This story was originally published on the St. Paul's website on April 20, 2020.
In recent weeks St. Paul’s staff have learned about several alumni and friends working on the front lines of the COVID-19 pandemic and others who have rolled up their sleeves in the face of uncertainty, to do their parts to help minimize impacts and disruption. We know there are many others out there and on behalf of the entire College community, thank you all for the great work you are doing.
Like so many Waterloo grads, Cameron Turner (BMath ’02) is a community builder and a doer. Turner, who met his wife Tanya Morose (BSC ’02, MSC ’07) while living at St. Paul’s for two years beginning in fall of 1997, has previously founded a tech company, helped to launch a maker space studio at THEMUSEUM and now runs a mobile maker space company called Tinker Truck.

● **Action item A**
Answer these questions from the St. Paul's alumni story:
(i) On what date was the story first published on the St. Paul's website?
(ii) What is the name of the company Cameron Turner now runs?
(iii) When did Turner begin living at St. Paul's?
● **Action item B**
Reproduce a passage from the St. Paul's alumni story, swapping "pandemic" for "outbreak". Begin at the words "In recent weeks" and stop after "you are doing.".
● **Action item C**
Extend the St. Paul's alumni story by continuing it from its final sentence.
The records that come next are drawn from a separate source and are unrelated to the St. Paul's alumni story.

● **Records shown**
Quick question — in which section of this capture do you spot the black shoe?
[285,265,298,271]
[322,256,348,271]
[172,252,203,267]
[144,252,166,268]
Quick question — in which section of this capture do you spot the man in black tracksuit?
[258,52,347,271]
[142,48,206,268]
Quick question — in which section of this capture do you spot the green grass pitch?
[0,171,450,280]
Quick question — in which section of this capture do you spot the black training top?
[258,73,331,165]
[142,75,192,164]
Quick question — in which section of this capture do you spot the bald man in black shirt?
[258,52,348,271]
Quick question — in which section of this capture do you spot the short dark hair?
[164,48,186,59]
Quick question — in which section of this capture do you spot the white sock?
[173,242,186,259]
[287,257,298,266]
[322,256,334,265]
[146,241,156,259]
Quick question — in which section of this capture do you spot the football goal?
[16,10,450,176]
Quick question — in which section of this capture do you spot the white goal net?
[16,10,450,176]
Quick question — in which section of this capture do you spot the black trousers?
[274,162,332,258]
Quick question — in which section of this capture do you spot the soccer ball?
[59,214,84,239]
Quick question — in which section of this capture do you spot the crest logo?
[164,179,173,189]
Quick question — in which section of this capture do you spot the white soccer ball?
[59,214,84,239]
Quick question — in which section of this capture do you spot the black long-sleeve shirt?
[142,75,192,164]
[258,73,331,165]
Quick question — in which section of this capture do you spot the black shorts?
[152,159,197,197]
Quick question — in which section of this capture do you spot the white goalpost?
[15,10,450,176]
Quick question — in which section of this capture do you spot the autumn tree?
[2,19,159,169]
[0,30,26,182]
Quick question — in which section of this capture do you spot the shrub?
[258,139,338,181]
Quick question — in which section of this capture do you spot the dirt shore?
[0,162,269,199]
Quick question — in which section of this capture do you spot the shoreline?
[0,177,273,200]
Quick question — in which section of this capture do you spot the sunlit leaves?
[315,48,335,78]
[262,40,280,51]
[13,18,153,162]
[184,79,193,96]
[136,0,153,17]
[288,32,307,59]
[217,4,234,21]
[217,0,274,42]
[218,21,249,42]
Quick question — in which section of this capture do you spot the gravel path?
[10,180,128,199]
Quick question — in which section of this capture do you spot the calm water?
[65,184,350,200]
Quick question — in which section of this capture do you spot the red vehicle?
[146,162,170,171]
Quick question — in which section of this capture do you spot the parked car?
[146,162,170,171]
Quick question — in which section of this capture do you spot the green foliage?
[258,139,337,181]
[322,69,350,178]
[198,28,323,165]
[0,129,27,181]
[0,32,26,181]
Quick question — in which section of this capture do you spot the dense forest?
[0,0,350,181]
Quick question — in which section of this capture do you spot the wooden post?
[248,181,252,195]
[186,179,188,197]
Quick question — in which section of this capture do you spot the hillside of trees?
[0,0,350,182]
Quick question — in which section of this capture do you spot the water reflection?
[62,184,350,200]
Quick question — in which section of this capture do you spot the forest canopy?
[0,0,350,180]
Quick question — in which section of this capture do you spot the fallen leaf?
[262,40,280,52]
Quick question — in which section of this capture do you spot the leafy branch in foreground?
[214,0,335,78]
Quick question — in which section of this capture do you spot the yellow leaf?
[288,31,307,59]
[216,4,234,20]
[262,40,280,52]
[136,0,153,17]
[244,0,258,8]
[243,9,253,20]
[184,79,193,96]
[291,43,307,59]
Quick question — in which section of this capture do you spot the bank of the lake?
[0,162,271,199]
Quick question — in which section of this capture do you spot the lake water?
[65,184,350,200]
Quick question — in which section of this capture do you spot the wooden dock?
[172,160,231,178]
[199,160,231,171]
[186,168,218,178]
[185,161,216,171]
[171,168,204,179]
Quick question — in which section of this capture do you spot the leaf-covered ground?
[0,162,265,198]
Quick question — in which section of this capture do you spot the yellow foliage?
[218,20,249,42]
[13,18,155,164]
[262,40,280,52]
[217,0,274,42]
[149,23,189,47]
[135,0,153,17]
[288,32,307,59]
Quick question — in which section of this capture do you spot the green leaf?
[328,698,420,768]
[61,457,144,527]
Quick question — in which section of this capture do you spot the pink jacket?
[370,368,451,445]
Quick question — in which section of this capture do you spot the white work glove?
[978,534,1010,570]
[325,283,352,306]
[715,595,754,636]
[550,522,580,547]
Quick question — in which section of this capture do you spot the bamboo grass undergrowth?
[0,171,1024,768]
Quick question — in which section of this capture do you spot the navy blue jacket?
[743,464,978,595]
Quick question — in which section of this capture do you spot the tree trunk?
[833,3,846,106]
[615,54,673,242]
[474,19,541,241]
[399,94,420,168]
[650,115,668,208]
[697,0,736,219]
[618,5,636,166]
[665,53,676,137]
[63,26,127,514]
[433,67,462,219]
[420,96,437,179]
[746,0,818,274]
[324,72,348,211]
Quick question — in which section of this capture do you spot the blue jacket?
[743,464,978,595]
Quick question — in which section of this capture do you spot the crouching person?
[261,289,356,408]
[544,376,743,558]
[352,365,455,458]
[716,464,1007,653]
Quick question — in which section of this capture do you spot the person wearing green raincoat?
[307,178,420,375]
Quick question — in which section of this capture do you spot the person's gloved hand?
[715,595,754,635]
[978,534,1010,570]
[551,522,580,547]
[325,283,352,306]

● **Task output A**
(i) April 20, 2020
(ii) Tinker Truck, a mobile maker space company
(iii) In fall of 1997

● **Task output B**
In recent weeks St. Paul’s staff have learned about several alumni and friends working on the front lines of the COVID-19 outbreak and others who have rolled up their sleeves in the face of uncertainty, to do their parts to help minimize impacts and disruption. We know there are many others out there and on behalf of the entire College community, thank you all for the great work you are doing.

● **Task output C**
Tinker Truck specializes in educational events for school trips, corporate groups and kids’ camps, none of which would be possible during a period of social distancing. Uncertain of what to do with the cancellations piling up, Turner reached out to Jeremy Hedges, president and founder of InkSmith, a Kitchener-based educational technology startup that sells 3D printers, laser cutters, robotics kits and other products for use in education. Turner was aware InkSmith was planning to begin assembling community-sourced 3D printed parts to make personal protective equipment (PPE) in response to the pandemic and offered to help.
Turner first met Hedges in 2015 through Communitech and they continued to collaborate on programs that taught 3D printing and modelling and robotics in local schools. Within days of hearing about InkSmith’s plans, Turner had joined them to help with a rapid pivot and scale-up to begin producing The Canadian Shield, a proprietary, reusable and recyclable clear plastic face shield approved by Health Canada for healthcare workers.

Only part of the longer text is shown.